**PROBLEM DESCRIPTION**
Count the lines below that contain the word "green". Give only the number.

Section of a data file:
++++++++
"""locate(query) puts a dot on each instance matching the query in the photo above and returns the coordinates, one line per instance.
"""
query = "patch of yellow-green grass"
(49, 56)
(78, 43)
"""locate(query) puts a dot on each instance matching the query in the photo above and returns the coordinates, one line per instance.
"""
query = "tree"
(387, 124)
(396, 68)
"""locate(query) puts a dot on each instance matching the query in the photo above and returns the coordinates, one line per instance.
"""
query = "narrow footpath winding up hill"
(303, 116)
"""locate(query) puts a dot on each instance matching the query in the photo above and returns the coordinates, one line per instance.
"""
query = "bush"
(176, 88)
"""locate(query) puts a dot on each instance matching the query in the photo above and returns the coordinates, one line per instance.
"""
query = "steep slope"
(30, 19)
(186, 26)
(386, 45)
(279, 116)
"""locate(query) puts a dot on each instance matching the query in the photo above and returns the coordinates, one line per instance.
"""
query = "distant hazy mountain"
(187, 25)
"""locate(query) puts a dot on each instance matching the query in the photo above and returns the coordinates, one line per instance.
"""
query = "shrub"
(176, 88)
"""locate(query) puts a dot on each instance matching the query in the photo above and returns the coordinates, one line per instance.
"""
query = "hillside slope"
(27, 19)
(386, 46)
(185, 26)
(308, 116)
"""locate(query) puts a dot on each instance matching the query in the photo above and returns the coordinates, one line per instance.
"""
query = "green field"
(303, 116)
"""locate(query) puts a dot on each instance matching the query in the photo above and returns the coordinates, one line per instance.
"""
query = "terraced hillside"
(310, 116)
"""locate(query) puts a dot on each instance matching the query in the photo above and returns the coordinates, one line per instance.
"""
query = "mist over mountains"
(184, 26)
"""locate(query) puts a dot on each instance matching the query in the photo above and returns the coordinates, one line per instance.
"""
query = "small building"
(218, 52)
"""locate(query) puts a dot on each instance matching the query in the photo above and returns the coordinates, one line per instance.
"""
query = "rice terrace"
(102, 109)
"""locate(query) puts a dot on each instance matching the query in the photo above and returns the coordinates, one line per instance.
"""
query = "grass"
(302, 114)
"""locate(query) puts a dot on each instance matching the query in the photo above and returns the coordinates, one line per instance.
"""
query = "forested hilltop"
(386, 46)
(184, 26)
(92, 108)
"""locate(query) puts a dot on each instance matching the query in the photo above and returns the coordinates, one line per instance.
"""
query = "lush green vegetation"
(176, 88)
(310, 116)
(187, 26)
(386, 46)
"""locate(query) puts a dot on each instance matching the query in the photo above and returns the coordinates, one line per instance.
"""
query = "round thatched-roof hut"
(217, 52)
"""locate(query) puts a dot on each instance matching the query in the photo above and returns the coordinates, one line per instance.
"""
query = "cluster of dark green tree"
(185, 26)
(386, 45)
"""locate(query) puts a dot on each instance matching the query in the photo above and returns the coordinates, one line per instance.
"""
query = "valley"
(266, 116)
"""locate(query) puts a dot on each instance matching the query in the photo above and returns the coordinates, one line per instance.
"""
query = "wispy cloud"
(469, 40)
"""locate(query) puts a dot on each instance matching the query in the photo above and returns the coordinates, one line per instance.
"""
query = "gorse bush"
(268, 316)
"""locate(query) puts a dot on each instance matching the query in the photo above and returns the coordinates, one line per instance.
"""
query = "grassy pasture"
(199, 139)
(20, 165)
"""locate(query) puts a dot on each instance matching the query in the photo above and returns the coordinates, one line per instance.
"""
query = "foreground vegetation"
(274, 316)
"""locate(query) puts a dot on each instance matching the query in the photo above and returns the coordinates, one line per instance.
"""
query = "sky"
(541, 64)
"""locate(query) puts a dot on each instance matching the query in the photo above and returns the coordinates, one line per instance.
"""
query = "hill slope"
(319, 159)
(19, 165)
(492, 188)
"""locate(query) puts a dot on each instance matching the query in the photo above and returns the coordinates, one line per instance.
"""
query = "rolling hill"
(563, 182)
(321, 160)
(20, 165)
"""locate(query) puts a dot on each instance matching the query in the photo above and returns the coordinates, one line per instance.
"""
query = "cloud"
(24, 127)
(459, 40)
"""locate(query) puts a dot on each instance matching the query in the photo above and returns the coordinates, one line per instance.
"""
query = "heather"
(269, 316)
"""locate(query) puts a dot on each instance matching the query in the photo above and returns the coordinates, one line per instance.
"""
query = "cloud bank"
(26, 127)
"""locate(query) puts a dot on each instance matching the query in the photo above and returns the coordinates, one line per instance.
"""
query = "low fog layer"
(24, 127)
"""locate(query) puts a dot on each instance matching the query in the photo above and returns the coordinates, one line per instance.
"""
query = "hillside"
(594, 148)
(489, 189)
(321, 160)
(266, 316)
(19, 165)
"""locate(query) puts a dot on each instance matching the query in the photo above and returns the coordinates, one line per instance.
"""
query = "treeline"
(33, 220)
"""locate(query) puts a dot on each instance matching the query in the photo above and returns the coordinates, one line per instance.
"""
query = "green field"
++++++++
**EXPECTED OUTPUT**
5